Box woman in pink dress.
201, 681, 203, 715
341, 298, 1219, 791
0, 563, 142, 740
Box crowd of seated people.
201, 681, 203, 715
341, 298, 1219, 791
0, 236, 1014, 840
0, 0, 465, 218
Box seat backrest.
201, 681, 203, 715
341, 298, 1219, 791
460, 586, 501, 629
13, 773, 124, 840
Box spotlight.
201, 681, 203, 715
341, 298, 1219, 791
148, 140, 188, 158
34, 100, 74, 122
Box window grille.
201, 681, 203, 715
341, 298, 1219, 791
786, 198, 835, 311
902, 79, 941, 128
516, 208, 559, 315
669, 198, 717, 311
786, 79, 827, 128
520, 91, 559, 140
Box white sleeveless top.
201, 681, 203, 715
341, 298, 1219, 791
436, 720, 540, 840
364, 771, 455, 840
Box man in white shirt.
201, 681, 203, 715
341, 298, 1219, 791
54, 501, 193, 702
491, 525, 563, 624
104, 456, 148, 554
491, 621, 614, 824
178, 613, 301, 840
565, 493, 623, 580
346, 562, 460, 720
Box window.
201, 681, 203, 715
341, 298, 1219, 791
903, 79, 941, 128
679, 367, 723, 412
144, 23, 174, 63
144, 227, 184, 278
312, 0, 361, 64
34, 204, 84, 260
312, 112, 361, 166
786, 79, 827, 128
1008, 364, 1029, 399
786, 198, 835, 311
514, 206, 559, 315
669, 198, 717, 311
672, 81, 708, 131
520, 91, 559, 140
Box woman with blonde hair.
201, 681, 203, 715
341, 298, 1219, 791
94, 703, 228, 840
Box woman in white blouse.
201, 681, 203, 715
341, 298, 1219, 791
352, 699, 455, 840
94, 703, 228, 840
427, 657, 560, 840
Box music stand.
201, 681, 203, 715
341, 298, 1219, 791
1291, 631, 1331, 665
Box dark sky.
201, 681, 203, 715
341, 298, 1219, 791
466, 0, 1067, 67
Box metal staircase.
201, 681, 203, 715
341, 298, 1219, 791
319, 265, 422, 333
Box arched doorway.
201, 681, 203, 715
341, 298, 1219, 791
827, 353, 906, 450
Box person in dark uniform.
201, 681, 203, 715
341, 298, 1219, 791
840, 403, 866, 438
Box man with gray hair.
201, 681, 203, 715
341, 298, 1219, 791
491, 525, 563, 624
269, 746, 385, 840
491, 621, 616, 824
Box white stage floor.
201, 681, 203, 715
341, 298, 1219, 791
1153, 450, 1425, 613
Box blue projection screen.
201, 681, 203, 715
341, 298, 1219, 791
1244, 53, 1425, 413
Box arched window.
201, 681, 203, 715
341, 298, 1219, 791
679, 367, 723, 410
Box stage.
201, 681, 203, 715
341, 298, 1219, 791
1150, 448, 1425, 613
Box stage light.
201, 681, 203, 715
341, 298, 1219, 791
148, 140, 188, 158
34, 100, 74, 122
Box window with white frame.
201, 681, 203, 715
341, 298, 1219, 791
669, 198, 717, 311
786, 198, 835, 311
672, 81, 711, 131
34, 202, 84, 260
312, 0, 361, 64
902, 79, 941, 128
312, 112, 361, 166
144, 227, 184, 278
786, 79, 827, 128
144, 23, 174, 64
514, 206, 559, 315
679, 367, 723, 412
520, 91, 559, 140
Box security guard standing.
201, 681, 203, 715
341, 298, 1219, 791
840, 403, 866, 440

_ _ _ _

## OBJECTIVE
Reproduce verbatim the lines of the records above, starting at the line containing "Box woman with blonde hair." and ending at the line containing "827, 353, 906, 450", with both of those lines included.

## THE OUTPUT
Box woman with blonde hair.
201, 681, 203, 715
341, 298, 1219, 791
94, 703, 228, 840
Box woman in white blouse.
201, 681, 203, 715
341, 298, 1219, 791
352, 699, 455, 840
94, 703, 228, 840
427, 657, 560, 840
Box music stand.
201, 681, 203, 715
341, 298, 1219, 791
1291, 631, 1331, 665
Box dark sky.
201, 681, 203, 715
341, 298, 1219, 791
466, 0, 1067, 67
Box metal staircase.
201, 681, 203, 715
341, 298, 1219, 791
319, 265, 422, 333
Box arched doorway.
201, 681, 203, 715
341, 298, 1219, 791
827, 353, 906, 450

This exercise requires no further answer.